Instructions for the task:
Return all the entries below exactly, except for the images they hold.

Collected data:
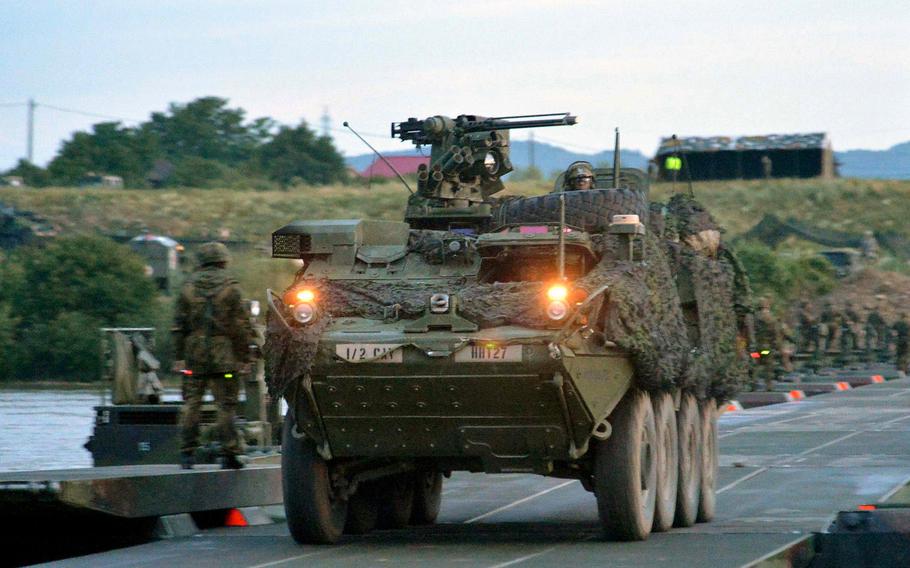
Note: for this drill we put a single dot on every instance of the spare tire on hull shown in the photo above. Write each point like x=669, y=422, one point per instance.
x=589, y=210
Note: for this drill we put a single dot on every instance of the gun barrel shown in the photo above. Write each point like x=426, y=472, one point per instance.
x=423, y=131
x=524, y=121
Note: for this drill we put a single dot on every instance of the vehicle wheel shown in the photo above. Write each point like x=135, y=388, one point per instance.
x=625, y=470
x=396, y=501
x=667, y=460
x=427, y=497
x=314, y=515
x=688, y=426
x=708, y=500
x=363, y=510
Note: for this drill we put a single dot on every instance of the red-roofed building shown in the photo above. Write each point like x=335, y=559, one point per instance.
x=404, y=164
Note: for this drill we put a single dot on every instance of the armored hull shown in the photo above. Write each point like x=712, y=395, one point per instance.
x=498, y=400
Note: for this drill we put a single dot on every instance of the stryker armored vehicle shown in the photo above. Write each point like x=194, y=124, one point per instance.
x=580, y=334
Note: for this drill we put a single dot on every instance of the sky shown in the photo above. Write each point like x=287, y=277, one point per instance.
x=652, y=68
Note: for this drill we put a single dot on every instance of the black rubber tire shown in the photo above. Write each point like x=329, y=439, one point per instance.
x=314, y=517
x=590, y=210
x=707, y=502
x=625, y=470
x=688, y=426
x=396, y=501
x=667, y=460
x=427, y=497
x=363, y=510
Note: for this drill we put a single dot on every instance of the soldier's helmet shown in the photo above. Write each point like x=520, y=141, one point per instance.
x=212, y=253
x=579, y=175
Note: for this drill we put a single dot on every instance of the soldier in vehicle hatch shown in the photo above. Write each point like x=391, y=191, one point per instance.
x=769, y=343
x=213, y=338
x=579, y=176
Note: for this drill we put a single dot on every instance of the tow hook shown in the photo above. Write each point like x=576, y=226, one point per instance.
x=555, y=353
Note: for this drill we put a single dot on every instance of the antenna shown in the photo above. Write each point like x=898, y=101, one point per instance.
x=616, y=160
x=381, y=157
x=562, y=236
x=326, y=122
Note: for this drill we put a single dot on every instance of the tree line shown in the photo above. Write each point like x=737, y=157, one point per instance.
x=203, y=143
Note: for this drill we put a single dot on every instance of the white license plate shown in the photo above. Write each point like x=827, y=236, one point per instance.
x=479, y=353
x=369, y=352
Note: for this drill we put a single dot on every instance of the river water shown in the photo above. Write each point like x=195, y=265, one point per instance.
x=45, y=429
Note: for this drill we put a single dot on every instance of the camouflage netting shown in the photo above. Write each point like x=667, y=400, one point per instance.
x=289, y=352
x=716, y=367
x=642, y=312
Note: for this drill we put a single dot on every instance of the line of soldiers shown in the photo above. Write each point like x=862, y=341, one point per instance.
x=833, y=337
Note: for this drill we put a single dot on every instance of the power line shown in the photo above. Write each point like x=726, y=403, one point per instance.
x=89, y=114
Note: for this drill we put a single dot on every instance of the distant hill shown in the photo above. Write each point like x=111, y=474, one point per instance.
x=547, y=158
x=893, y=163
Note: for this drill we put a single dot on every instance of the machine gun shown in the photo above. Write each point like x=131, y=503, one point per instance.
x=469, y=154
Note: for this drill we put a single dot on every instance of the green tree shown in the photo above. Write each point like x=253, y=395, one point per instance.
x=782, y=278
x=298, y=153
x=109, y=148
x=207, y=128
x=8, y=325
x=62, y=293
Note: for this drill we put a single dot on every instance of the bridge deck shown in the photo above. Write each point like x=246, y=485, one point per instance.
x=785, y=470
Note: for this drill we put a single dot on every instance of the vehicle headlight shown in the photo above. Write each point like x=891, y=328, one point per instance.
x=557, y=310
x=304, y=312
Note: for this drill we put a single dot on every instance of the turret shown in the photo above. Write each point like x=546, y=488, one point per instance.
x=468, y=157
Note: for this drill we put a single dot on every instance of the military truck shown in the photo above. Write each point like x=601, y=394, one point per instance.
x=500, y=338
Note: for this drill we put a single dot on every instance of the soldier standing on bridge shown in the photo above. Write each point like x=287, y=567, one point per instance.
x=902, y=342
x=830, y=320
x=769, y=342
x=766, y=166
x=850, y=331
x=807, y=323
x=874, y=337
x=213, y=336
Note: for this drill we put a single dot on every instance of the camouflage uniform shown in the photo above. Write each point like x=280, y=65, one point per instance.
x=579, y=176
x=849, y=337
x=876, y=334
x=902, y=343
x=809, y=339
x=769, y=342
x=831, y=319
x=212, y=334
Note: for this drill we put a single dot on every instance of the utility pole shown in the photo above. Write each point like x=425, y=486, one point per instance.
x=30, y=146
x=326, y=122
x=531, y=150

Response box:
Note: for this drill we put a single dot on every instance of the spare tire on hull shown in the photo above. Write each point like x=669, y=422, one point per instance.
x=589, y=210
Note: for this drill we put a single dot on every instance of the gun barrel shown in the photo above. Write each point like x=426, y=472, one point per instance.
x=423, y=131
x=524, y=121
Note: for this drill we put a single dot on every instance of the vehicle wheel shown in the photo above. Write each point like x=135, y=388, one point per instance.
x=625, y=470
x=396, y=501
x=667, y=460
x=427, y=497
x=314, y=515
x=688, y=426
x=708, y=500
x=363, y=510
Note: for this drill we put a single dot on every instance of the red-roofed building shown in the photo above. Write each point like x=335, y=559, one point per instance.
x=404, y=164
Note: for this drill we put a single dot on every instance of the armored hull shown in the photo above. Write each point like x=712, y=395, one point per instance.
x=498, y=400
Note: for this drill we put a single dot on every instance of the stryker armored vehicle shown in the photo above. Write each point like x=194, y=124, one point per instance.
x=580, y=334
Note: for this drill we put a single dot on every instance of the sky shown in the photo above. Write each point like x=287, y=277, one point per instance.
x=652, y=68
Note: for this drill we put a single dot on every instance of the black rubber tire shown in the photo above. Write each point like x=329, y=439, one point per instance.
x=314, y=517
x=590, y=210
x=707, y=502
x=625, y=470
x=688, y=426
x=396, y=501
x=667, y=460
x=427, y=497
x=363, y=510
Note: for this drill we put a single dot on every instance of the soldier's helmet shown in the photo above. Write each point like x=520, y=141, one point per instance.
x=212, y=253
x=579, y=175
Note: for this drill we put a single dot on every instance of the soldier in vehicle hatch shown in the photo above. Write each point like x=391, y=191, one point per instance.
x=769, y=343
x=213, y=338
x=579, y=176
Note: for this drill we put a single dot on every instance of the tow hook shown in the photo above. Write each point like x=576, y=226, one point per instance.
x=555, y=353
Note: for this drill we put a single dot on every instance of the antenna shown in the photo above. Write each point like x=898, y=101, one point per instance.
x=616, y=160
x=381, y=157
x=562, y=236
x=326, y=122
Note: for this drill we put a single dot on every instance of the tree line shown in the photo above. Write each point like x=737, y=157, one point per instance.
x=203, y=143
Note: for this drill we put a single dot on every instance of the white license plate shown in the photo above. Write each point like x=827, y=236, one point per instance.
x=479, y=353
x=369, y=352
Note: for this drill we put a single dot on every instance of the river water shown in the photo above. Write each point like x=195, y=265, one point per instance.
x=45, y=429
Note: for this drill we put a single dot on every instance of the camouflage netting shown in the photo above. Write each point like x=667, y=400, one point per instance.
x=289, y=352
x=716, y=367
x=642, y=312
Note: for this drill we put a single dot on every instance of the line of soldiers shown in the photo above. Write each point like x=862, y=341, one point per instance.
x=833, y=337
Note: for this drill we put a single dot on every instance of the power line shown in the photo above. Write each point like x=726, y=403, one point per instance.
x=89, y=114
Note: for this drill we put a single dot on every instance of the distant hill shown in the photo above. Write each point like x=111, y=474, one point per instance.
x=547, y=158
x=893, y=163
Note: for this drill we put a single dot on every instance of the machine gun shown in the photo above. Write each point like x=131, y=503, one point per instance.
x=469, y=154
Note: for this drill we put a single dot on every instance of the green tree shown in the photo above. Write each point like x=253, y=395, one point per instance.
x=782, y=278
x=298, y=153
x=109, y=148
x=207, y=128
x=8, y=325
x=62, y=293
Note: for this drill we put a single dot on every instance of the bridge deck shown in the photo above. Write each point like x=246, y=485, one point per instance.
x=785, y=470
Note: for this drill we put a single dot on every instance of the vehicle headlight shown in the photo above. Write each point like x=891, y=328, one point per instance.
x=557, y=310
x=304, y=312
Note: for this drill we put a single dot on every instance of the turret shown in the photo above. Write each point like x=546, y=488, one point per instance.
x=468, y=157
Note: for this drill we put a single dot on every instance of the military truck shown in the photo above. Write each point like x=601, y=394, one point per instance.
x=500, y=338
Note: for this drill we put a single dot on every instance of the soldier standing on bridge shown in the photo above. Write each point like x=287, y=567, one point per instance.
x=902, y=342
x=830, y=320
x=769, y=342
x=766, y=166
x=850, y=331
x=807, y=323
x=874, y=337
x=213, y=336
Note: for this drill we put a single dot on every instance of the camouflage uniform shown in the photo above. Write each point like x=280, y=65, one point per instance.
x=579, y=176
x=849, y=337
x=876, y=334
x=902, y=343
x=809, y=339
x=769, y=342
x=831, y=319
x=212, y=334
Note: for this drill we put a single dot on every instance of the utility pole shown in the photo above. Write each point like x=425, y=486, one point per instance.
x=30, y=146
x=326, y=122
x=531, y=150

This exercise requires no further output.